■ **TRY IT**
Your response should be the lines from the one holding "ok i'm thinking out loud but i need every woman" to the last line of the data below, copied exactly and with no additions.

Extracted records
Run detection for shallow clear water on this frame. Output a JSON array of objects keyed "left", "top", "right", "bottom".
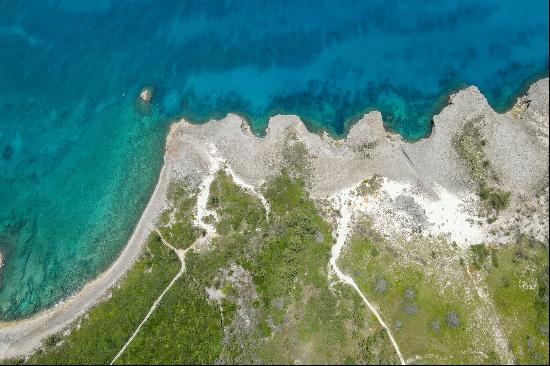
[{"left": 0, "top": 0, "right": 547, "bottom": 319}]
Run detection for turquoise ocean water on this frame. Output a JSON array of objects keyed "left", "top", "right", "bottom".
[{"left": 0, "top": 0, "right": 548, "bottom": 320}]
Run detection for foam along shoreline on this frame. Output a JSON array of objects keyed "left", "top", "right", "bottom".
[{"left": 0, "top": 78, "right": 548, "bottom": 359}]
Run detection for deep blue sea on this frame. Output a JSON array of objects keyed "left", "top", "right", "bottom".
[{"left": 0, "top": 0, "right": 548, "bottom": 320}]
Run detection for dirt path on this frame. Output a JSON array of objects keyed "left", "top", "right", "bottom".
[
  {"left": 109, "top": 145, "right": 226, "bottom": 364},
  {"left": 0, "top": 154, "right": 173, "bottom": 360},
  {"left": 193, "top": 144, "right": 223, "bottom": 238},
  {"left": 110, "top": 144, "right": 268, "bottom": 364},
  {"left": 329, "top": 185, "right": 406, "bottom": 365},
  {"left": 466, "top": 267, "right": 514, "bottom": 364},
  {"left": 110, "top": 227, "right": 186, "bottom": 365}
]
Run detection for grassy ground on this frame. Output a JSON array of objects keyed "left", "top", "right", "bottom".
[
  {"left": 207, "top": 170, "right": 267, "bottom": 236},
  {"left": 186, "top": 170, "right": 400, "bottom": 364},
  {"left": 25, "top": 233, "right": 180, "bottom": 365},
  {"left": 475, "top": 235, "right": 549, "bottom": 365},
  {"left": 8, "top": 161, "right": 547, "bottom": 365},
  {"left": 157, "top": 180, "right": 201, "bottom": 250},
  {"left": 115, "top": 276, "right": 223, "bottom": 365},
  {"left": 338, "top": 219, "right": 499, "bottom": 364},
  {"left": 16, "top": 166, "right": 400, "bottom": 365}
]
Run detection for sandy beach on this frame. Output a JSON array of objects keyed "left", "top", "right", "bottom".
[
  {"left": 0, "top": 124, "right": 178, "bottom": 359},
  {"left": 0, "top": 78, "right": 548, "bottom": 360}
]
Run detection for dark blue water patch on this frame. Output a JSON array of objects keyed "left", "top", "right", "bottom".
[{"left": 0, "top": 0, "right": 548, "bottom": 319}]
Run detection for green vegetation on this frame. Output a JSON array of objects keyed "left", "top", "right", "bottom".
[
  {"left": 469, "top": 244, "right": 499, "bottom": 270},
  {"left": 27, "top": 234, "right": 180, "bottom": 365},
  {"left": 11, "top": 156, "right": 547, "bottom": 366},
  {"left": 477, "top": 235, "right": 549, "bottom": 365},
  {"left": 8, "top": 155, "right": 546, "bottom": 365},
  {"left": 157, "top": 180, "right": 201, "bottom": 249},
  {"left": 479, "top": 182, "right": 511, "bottom": 213},
  {"left": 115, "top": 277, "right": 223, "bottom": 364},
  {"left": 455, "top": 118, "right": 492, "bottom": 183},
  {"left": 187, "top": 170, "right": 399, "bottom": 364},
  {"left": 281, "top": 130, "right": 312, "bottom": 180},
  {"left": 354, "top": 139, "right": 379, "bottom": 159},
  {"left": 208, "top": 170, "right": 266, "bottom": 236},
  {"left": 358, "top": 174, "right": 383, "bottom": 196},
  {"left": 6, "top": 121, "right": 547, "bottom": 365},
  {"left": 455, "top": 118, "right": 510, "bottom": 216},
  {"left": 338, "top": 219, "right": 499, "bottom": 364},
  {"left": 254, "top": 172, "right": 333, "bottom": 306},
  {"left": 22, "top": 165, "right": 401, "bottom": 365},
  {"left": 464, "top": 177, "right": 548, "bottom": 355}
]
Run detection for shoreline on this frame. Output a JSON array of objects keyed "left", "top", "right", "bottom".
[
  {"left": 0, "top": 127, "right": 175, "bottom": 359},
  {"left": 341, "top": 71, "right": 550, "bottom": 143},
  {"left": 0, "top": 78, "right": 548, "bottom": 359},
  {"left": 178, "top": 74, "right": 549, "bottom": 142}
]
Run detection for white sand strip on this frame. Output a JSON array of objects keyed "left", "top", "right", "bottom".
[{"left": 193, "top": 144, "right": 223, "bottom": 237}]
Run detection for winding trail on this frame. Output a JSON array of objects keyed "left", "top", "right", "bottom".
[
  {"left": 110, "top": 145, "right": 224, "bottom": 365},
  {"left": 110, "top": 227, "right": 186, "bottom": 365},
  {"left": 191, "top": 145, "right": 224, "bottom": 240},
  {"left": 110, "top": 143, "right": 268, "bottom": 364},
  {"left": 0, "top": 152, "right": 174, "bottom": 360},
  {"left": 329, "top": 185, "right": 406, "bottom": 365}
]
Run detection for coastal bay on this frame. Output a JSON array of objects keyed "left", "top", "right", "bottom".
[
  {"left": 0, "top": 0, "right": 548, "bottom": 321},
  {"left": 1, "top": 78, "right": 548, "bottom": 364}
]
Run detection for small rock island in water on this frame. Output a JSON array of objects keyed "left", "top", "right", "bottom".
[{"left": 139, "top": 87, "right": 153, "bottom": 104}]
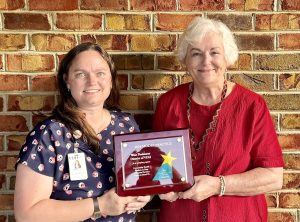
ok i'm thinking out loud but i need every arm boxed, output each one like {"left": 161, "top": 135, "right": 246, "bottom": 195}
{"left": 222, "top": 167, "right": 283, "bottom": 195}
{"left": 14, "top": 164, "right": 148, "bottom": 222}
{"left": 178, "top": 167, "right": 283, "bottom": 202}
{"left": 14, "top": 164, "right": 94, "bottom": 222}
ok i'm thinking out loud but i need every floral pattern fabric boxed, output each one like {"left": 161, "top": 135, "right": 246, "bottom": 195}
{"left": 16, "top": 111, "right": 139, "bottom": 222}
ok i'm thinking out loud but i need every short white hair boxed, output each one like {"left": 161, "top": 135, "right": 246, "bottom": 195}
{"left": 177, "top": 17, "right": 238, "bottom": 66}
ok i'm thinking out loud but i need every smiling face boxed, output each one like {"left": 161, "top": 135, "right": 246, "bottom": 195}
{"left": 185, "top": 32, "right": 228, "bottom": 87}
{"left": 65, "top": 50, "right": 112, "bottom": 111}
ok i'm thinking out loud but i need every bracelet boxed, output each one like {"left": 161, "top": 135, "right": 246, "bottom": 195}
{"left": 218, "top": 175, "right": 226, "bottom": 196}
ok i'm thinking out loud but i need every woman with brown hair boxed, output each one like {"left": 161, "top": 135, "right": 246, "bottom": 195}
{"left": 14, "top": 42, "right": 151, "bottom": 222}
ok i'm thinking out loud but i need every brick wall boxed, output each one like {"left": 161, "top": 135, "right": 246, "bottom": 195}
{"left": 0, "top": 0, "right": 299, "bottom": 221}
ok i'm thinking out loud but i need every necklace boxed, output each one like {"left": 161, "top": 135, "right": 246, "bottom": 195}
{"left": 187, "top": 80, "right": 228, "bottom": 151}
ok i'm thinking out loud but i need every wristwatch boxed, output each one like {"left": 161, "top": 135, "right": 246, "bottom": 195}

■ **ANSWER SPACE**
ok i'm thinking out loud but i need every woman with brown hair boxed, output each one like {"left": 161, "top": 135, "right": 246, "bottom": 195}
{"left": 14, "top": 42, "right": 151, "bottom": 222}
ok i'm thinking out loud but i need every brick wall boxed, output each one like {"left": 161, "top": 135, "right": 246, "bottom": 195}
{"left": 0, "top": 0, "right": 299, "bottom": 221}
ok i'm thinking out loud but i need every necklace boxed, output each one like {"left": 161, "top": 135, "right": 246, "bottom": 195}
{"left": 187, "top": 80, "right": 228, "bottom": 151}
ok i'm thinking out loud but i need every wristwatch boxed, output each one like {"left": 161, "top": 135, "right": 246, "bottom": 195}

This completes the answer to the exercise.